AIM = Render the lines below as a JSON list of strings, one string per line, and leave out any blank lines.
···
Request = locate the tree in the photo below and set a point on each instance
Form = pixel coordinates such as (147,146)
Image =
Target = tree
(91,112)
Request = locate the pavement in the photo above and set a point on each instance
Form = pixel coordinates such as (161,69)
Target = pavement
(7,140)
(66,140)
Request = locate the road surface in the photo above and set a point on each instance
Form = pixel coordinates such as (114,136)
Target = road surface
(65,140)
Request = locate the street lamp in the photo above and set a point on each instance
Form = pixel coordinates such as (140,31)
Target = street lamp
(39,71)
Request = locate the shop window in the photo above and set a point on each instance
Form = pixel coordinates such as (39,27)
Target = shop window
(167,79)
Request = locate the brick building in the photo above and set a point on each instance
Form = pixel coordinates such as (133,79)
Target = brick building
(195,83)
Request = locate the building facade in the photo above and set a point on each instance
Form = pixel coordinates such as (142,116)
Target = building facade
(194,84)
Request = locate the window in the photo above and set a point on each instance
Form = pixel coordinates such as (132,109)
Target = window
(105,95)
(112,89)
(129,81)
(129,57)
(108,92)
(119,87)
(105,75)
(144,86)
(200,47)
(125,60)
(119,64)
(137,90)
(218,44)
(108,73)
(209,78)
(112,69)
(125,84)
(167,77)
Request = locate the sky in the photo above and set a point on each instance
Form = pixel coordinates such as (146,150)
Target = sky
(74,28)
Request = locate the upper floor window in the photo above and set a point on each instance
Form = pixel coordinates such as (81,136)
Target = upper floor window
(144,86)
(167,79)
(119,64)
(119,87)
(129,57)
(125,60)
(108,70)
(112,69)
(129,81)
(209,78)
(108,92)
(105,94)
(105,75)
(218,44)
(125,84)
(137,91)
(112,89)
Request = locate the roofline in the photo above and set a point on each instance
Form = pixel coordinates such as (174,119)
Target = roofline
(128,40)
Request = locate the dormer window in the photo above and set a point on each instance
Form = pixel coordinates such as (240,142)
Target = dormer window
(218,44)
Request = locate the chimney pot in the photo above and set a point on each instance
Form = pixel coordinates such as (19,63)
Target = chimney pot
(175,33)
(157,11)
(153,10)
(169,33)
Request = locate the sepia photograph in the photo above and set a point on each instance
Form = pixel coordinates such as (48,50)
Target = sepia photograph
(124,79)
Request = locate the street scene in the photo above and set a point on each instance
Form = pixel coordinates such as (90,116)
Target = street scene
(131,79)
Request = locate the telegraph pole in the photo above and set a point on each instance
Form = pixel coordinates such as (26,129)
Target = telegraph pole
···
SOLUTION TO THE EXERCISE =
[
  "Request = locate the tree in the photo below and set a point on each instance",
  "Form = pixel coordinates such as (147,146)",
  "Image =",
  "Target = tree",
  "(91,112)",
  "Request = locate the pavement in the photo above and set a point on each instance",
  "Form = pixel coordinates such as (161,69)",
  "Target = pavement",
  "(7,140)",
  "(66,140)",
  "Request = locate the road surface in the photo above and set a point on each instance",
  "Form = pixel coordinates such as (114,136)",
  "Target = road surface",
  "(65,140)",
  "Request = locate the street lamp in the photo above and set a point on each instance",
  "Form = pixel coordinates such as (140,31)",
  "Target = street lamp",
  "(39,71)",
  "Request = locate the shop window in the photo above and set a point on each instance",
  "Form = pixel coordinates such as (39,27)",
  "Target = shop window",
  "(167,79)",
  "Request = locate the brick building in the photo above and set a point on each instance",
  "Form = pixel coordinates such as (133,79)",
  "Target = brick building",
  "(195,83)",
  "Request = locate the building facade in the photo above and set a point on each instance",
  "Form = pixel coordinates such as (142,116)",
  "Target = building facade",
  "(194,84)",
  "Request = locate the window in the photo above and set a point on each instance",
  "Form = pixel coordinates such as (132,109)",
  "Target = window",
  "(105,95)",
  "(112,89)",
  "(129,81)",
  "(129,57)",
  "(108,92)",
  "(119,87)",
  "(105,75)",
  "(144,86)",
  "(200,47)",
  "(125,60)",
  "(119,64)",
  "(137,90)",
  "(218,44)",
  "(108,73)",
  "(209,78)",
  "(112,69)",
  "(125,84)",
  "(167,77)",
  "Request = locate the sky in the photo above and set a point on each instance",
  "Form = pixel coordinates such as (146,150)",
  "Target = sky",
  "(74,28)",
  "Request = locate the upper floor window in the photo above and set a point on each instance",
  "Form = pixel coordinates such as (81,136)",
  "Target = upper floor window",
  "(144,86)",
  "(167,79)",
  "(119,64)",
  "(119,87)",
  "(129,57)",
  "(125,60)",
  "(108,70)",
  "(112,69)",
  "(129,81)",
  "(209,78)",
  "(108,92)",
  "(105,94)",
  "(105,75)",
  "(218,44)",
  "(125,84)",
  "(137,91)",
  "(112,89)",
  "Request = locate the roofline in the photo above and set a point on each instance",
  "Form = pixel coordinates such as (174,119)",
  "Target = roofline",
  "(128,40)",
  "Request = locate the dormer window in the photo above and set a point on each instance",
  "Form = pixel coordinates such as (240,142)",
  "Target = dormer window",
  "(218,44)",
  "Request = locate the chimney pot in the photo above and set a point on each instance",
  "Form = pixel coordinates such as (19,63)",
  "Target = chimney pot",
  "(175,33)",
  "(157,11)",
  "(153,10)",
  "(169,33)",
  "Request = locate the sepia photograph in the photo above and set a point on each instance",
  "Form = pixel coordinates such as (48,50)",
  "Target = sepia photograph",
  "(124,79)",
  "Request = locate the street scene in the photo above and set a point on each instance",
  "Form = pixel coordinates such as (90,116)",
  "Target = street scene",
  "(131,79)",
  "Request = locate the telegraph pole in the photo above and set a point on each instance",
  "Form = pixel coordinates such as (26,129)",
  "Target = telegraph pole"
]